**PASSAGE**
For The Unwanted Series, only 3 books right now. I’m writing the draft of book 2, Reign and have a skeleton outline for book 3 – which is different because it carries the adventure forward but switches gears to Rhydian’s point of view rather than Willow. We’ll see if I stay that course but for now – it makes sense in my head.
21. Which is your preferred POV to write in? (The character’s or 3rd person?)
It’s easier to write in 1st person for me to be honest. I enjoy the complete picture from one character the full ride of their emotional growth; however, as a reader, I love knowing it all seeing all characters’ insight in 3rd person. My next story, I do plan to dive into 3rd person.
22. What are you currently reading?
I just finished, The Successful Author Mindset by Joanna Penn – really great read. I’ve just started Three Dark Crowns by Kendare Blake. Loving the concept so far because I find it unique and interesting. I’m fairly active on Goodreads – you can usually find me adding books to my To Read list and updating what I’m reading. I’m a reader who enjoys writing. J
23. Which are some of your favourite books?
I really enjoy young adult and romance fantasy/paranormal books right now. I tend to go in cycles, where I want mysteries or sci-fi. I enjoy non-fiction as well, depends on my mood and what I’m pondering at the moment. There have been books that I couldn’t get into and put down, then a few months later I’m absorbed into it.
24. What advice would you give to future writers?
READ. I’m always amazed at a writer who wants to break into a genre and asks if a plot has been done before. I usually scratch my head, because I immediately think of stories out there. Also, reading improves your writing and you figure out styles you enjoy and like. How can a writer craft a story in a genre they know nothing about? Lastly, don’t be stuck in one genre open up to others, mix and match – it’s worth it.
25. What do you find the hardest to do in writing a book?
Follow through. We all make up so many excuses in order not to finish. You have to recognize that pattern and bust through it whether it be, an inner critic, other personal commitments, a new project you assign yourself, etc…
26. Who are some of your favourite authors?
This list could go on forever – so I’ll stick to some of my favorite YA indie authors like myself, that I enjoy; Rachel E Carter, Jennifer Armentrout, K.E. Ganshert, Sara Larson, Glenn Soucy and Janelle Gabay.
27. How much time did it take you to write Magick? How much time did it take to arrange for everything else like editing, making a cover and all of the things I am leaving out?

**DATA BLOCK**
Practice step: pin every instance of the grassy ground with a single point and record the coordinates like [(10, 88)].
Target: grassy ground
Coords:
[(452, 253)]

**ASSIGNMENT 1**
Set down the stretch of the author interview from "This list could" through "am leaving out?", word for word.
**ASSIGNMENT 2**
Take the author interview further, picking up right after its final sentence.

**TASK RESPONSE 1**
This list could go on forever – so I’ll stick to some of my favorite YA indie authors like myself, that I enjoy; Rachel E Carter, Jennifer Armentrout, K.E. Ganshert, Sara Larson, Glenn Soucy and Janelle Gabay.
27. How much time did it take you to write Magick? How much time did it take to arrange for everything else like editing, making a cover and all of the things I am leaving out?

**TASK RESPONSE 2**
My first draft for Magick took me just over 3 months. I gave myself a 2-month break because I wasn’t thrilled with the wrap up ending and my professional life was busy and changing. My second rewrite took me 3 weeks and was basically the last ½ of my book – I was uber excited! I had the finish line – I scheduled time every evening and my husband was great support of picking up the routine. The professional edit took some time it was a 2 round activity and I decided in parallel to have beta readers from a plot/character review. I finalized the book cover during the edit time. The end piece of polishing took a good 3 months more because I was new and I dabbled with it. Then it went to an internal formatter, more edits to polish – so overall a 10-month process.
28. What do you do for a living?
I have worked in the clinical research industry for well over twenty years. I’m a contractor and work for clients to manage their clinical trials in various types of services from project management and clinical trial/operational management. Being a contractor is new to me this year, it’s a balancing act because this industry can be very demanding.
29. Would you describe the publishing process you had to go through?
As a self-publisher, I made the decision to have both an eBook and Print book through Amazon. They have an excellent system to do this and it fit my needs best. I do look to open this up to iBooks and other e-formats in the future.
30. Do you have any future ideas you’d like to work one besides The Unwanted series?
I have several and one that I plan to start during the Christmas holidays. I look for it to be my ‘in between’ project as I finish up The Unwanted Series. I really love the idea of my new project, it’s a twist on a familiar tale and something I’ve always enjoyed.